**Selected text:**
□ □ □ □
RE: Relational Database Design

Subject:	RE: Relational Database Design
From:	Marty Michener <>
Date:	Thu, 21 Feb 2002 12:58:30 -0500

At 10:23 AM 2/21/02 +0800, Horst wrote:
>Dear Marty,
>I would be very interested in a short course on "third form relational
>database design", so if you could email me this information I would be
>grateful. These days, coping (well, trying to anyway) with information
>overload means being organized from the start, so any information and
>solutions that I can learn from are most welcome.
>
>Thanks in advance,
>
>Regards and best wishes
>
>Horst
>--
>*********************************************
>Dr. Horst Flotow
>Senior Research Leader
>Center for Natural Product Research
>59A Science Park Drive, The Fleming
>Singapore Science Park
>Singapore 118240

This relational design is basic to all the big guys - using SQL queries,
Ingres, Sun, Oracle, etc.
And example of a simple query of a single table would limit the response to
a group of rows and of selected columns:

SELECT GENUS, SPECIES, ENGLISH FROM SPECIES.DBF WHERE GENUS="Parus"

Ok. The proper title is Third Normal Form Relational Database Design. This
is pretty close to giving you the first half to 3/4 of the instruction you
may need. Let me know what is unclear after printing it out and reading it
carefully.

The basic ideas, that most people grasp intuitively, at least partially are:

You record data as attributes where one file represents one type of thing
in the world.

Each attribute has to have one value for each instance of this thing
(record in the table).

You record data in only one place, then have all other table references to
it use unique KEYS. Think employee ID number, here.

A key is a short UNIQUE character set usually from 2 to 10 characters long,
for most purposes.

The main idea is not to repeat any information in different files (usually
called tables), and not to have varying attributes all on one record in a
table. Each table should be named, so that it includes the real world list
of those things.

Ok, that's enough theory, an example is critical: Let us look at a list of
attributes that we want to save in our recording library, and we will first
evolve a simple case, that will turn out to be how NOT to do it, then show
the advantage of how it is better done, and the advantages and
disadvantages. What do we want to save from a recording session? We'll use
only a few, for starters.

TABLE: CUTSTRY, first try.
Species names,
cut number,
original medium,
original date,
time
recordist
length,
equipment,
quality
archive name
archive location

So we start with a database file with column heading like these, and start
filling it in, to see how it works.
□ □ □ □
**Exercise inputs:**

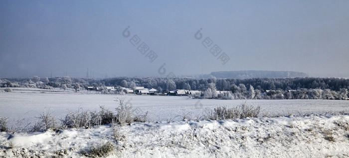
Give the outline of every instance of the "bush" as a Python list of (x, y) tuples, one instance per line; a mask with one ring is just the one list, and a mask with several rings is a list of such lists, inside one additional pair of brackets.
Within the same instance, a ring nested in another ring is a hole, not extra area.
[(95, 126), (110, 124), (115, 122), (116, 116), (112, 111), (106, 109), (103, 106), (100, 106), (100, 108), (101, 110), (99, 112), (84, 111), (82, 108), (79, 108), (76, 112), (69, 111), (64, 119), (61, 120), (63, 128), (89, 128)]
[(52, 113), (50, 112), (49, 110), (47, 113), (45, 110), (43, 113), (40, 114), (40, 116), (37, 118), (40, 119), (40, 121), (34, 126), (32, 130), (32, 132), (46, 131), (48, 130), (56, 129), (57, 121), (56, 118), (52, 116)]
[(107, 157), (114, 149), (114, 146), (110, 142), (92, 146), (88, 152), (83, 151), (81, 154), (91, 158)]
[(257, 117), (260, 111), (259, 106), (248, 105), (244, 102), (236, 107), (227, 108), (224, 106), (215, 108), (207, 118), (212, 120), (255, 118)]
[(116, 101), (119, 102), (119, 106), (116, 109), (117, 111), (116, 121), (118, 124), (123, 125), (126, 123), (131, 124), (134, 121), (132, 105), (130, 103), (124, 103), (126, 97), (117, 98)]
[(5, 89), (4, 90), (4, 91), (5, 92), (11, 92), (11, 91), (12, 91), (12, 89), (11, 89), (10, 88), (5, 88)]
[(8, 132), (7, 123), (8, 121), (7, 118), (0, 117), (0, 132)]
[(240, 111), (240, 119), (255, 118), (258, 115), (261, 110), (261, 107), (259, 106), (246, 105), (245, 102), (238, 106), (238, 108)]
[(113, 129), (113, 138), (115, 141), (120, 141), (125, 139), (125, 134), (121, 131), (119, 127), (116, 127)]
□ □ □ □
**Exercise tasks:**
- a) Reproduce every line of the entries in Block 1, requests included, shifting each x and y coordinate in the answers by -132, and omit the pictures.
- b) Continue the message on relational database design, starting after its final sentence.

**Answers for the tasks:**
- a)
Give the outline of every instance of the "bush" as a Python list of (x, y) tuples, one instance per line; a mask with one ring is just the one list, and a mask with several rings is a list of such lists, inside one additional pair of brackets.
Within the same instance, a ring nested in another ring is a hole, not extra area.
[(-37, -6), (-22, -8), (-17, -10), (-16, -16), (-20, -21), (-26, -23), (-29, -26), (-32, -26), (-32, -24), (-31, -22), (-33, -20), (-48, -21), (-50, -24), (-53, -24), (-56, -20), (-63, -21), (-68, -13), (-71, -12), (-69, -4), (-43, -4)]
[(-80, -19), (-82, -20), (-83, -22), (-85, -19), (-87, -22), (-89, -19), (-92, -18), (-92, -16), (-95, -14), (-92, -13), (-92, -11), (-98, -6), (-100, -2), (-100, 0), (-86, -1), (-84, -2), (-76, -3), (-75, -11), (-76, -14), (-80, -16)]
[(-25, 25), (-18, 17), (-18, 14), (-22, 10), (-40, 14), (-44, 20), (-49, 19), (-51, 22), (-41, 26)]
[(125, -15), (128, -21), (127, -26), (116, -27), (112, -30), (104, -25), (95, -24), (92, -26), (83, -24), (75, -14), (80, -12), (123, -14)]
[(-16, -31), (-13, -30), (-13, -26), (-16, -23), (-15, -21), (-16, -11), (-14, -8), (-9, -7), (-6, -9), (-1, -8), (2, -11), (0, -27), (-2, -29), (-8, -29), (-6, -35), (-15, -34)]
[(-127, -43), (-128, -42), (-128, -41), (-127, -40), (-121, -40), (-121, -41), (-120, -41), (-120, -43), (-121, -43), (-122, -44), (-127, -44)]
[(-124, 0), (-125, -9), (-124, -11), (-125, -14), (-132, -15), (-132, 0)]
[(108, -21), (108, -13), (123, -14), (126, -17), (129, -22), (129, -25), (127, -26), (114, -27), (113, -30), (106, -26), (106, -24)]
[(-19, -3), (-19, 6), (-17, 9), (-12, 9), (-7, 7), (-7, 2), (-11, -1), (-13, -5), (-16, -5)]

- b)
The immediate problems we realize we have are:
1. we are typing in the same species name, over and over, inviting a
spelling or taxonomic oddity error that will later fail to produce a true
search. Plus there is only room for one species per cut!
2. we are also typing in recordists names over and over, same problem.
3. and what about several recordists, or several species? Do we make
multiple columns? (No, this is Not the solution)

This reveals major design flaws: We need to re-define what all these things
are actually basic attributes OF, if not of CUTS!

The table we redefine is called CUTS. A Species name is NOT an attribute
of a cut, but it needs to be associated with it. A recordist name is also
not a cut attribute, but needs associating (linking, or RELATING) to each cut.
We also will include suggested data types, that reflect actual best
practices for search engines and for accurately representing data. (Zip
codes are NOT numbers, they are character lists; don't believe it? are any
arithmetic functions valid for ZIPS? No, they only serve for sorting into
key values, which is characteristic of characters, not numbers.) C6 means
characters, 6 spaces.

So we make three more tables, and in each we put attributes unique to each
record (instance).
SPECIES:
GSCode C6 KEY, unique. 3 FROM GENUS + 3 FROM SPECIES
Genus c 20
Species C 30
English Name C 30
Spanish Name C30
Vocal? C 1

Examples of SPECIES instances
RANHEC, Rana, hecksheri, River Frog, Rana de Rio, Y
SIASIA, Sialia, sialis, Eastern Bluebird, Azuejo graganta canela, Y
etc.

RECORDISTS:
Rdstcode C3 KEY, unique
Fname C 30
Lname C 30
Rphone C 10
Raddress C 40
Rtown C 25
RSta C 3
RZip C 5

Examples of RECORDISTS instances
KNW, Walt, Knap, ##########, smfkaoejnhdfjkf, Valdostea, GA etc.
MIM, Marty, Michener, 6035981605, 75 Hannah Drive, Hollis, NH, 03049
etc.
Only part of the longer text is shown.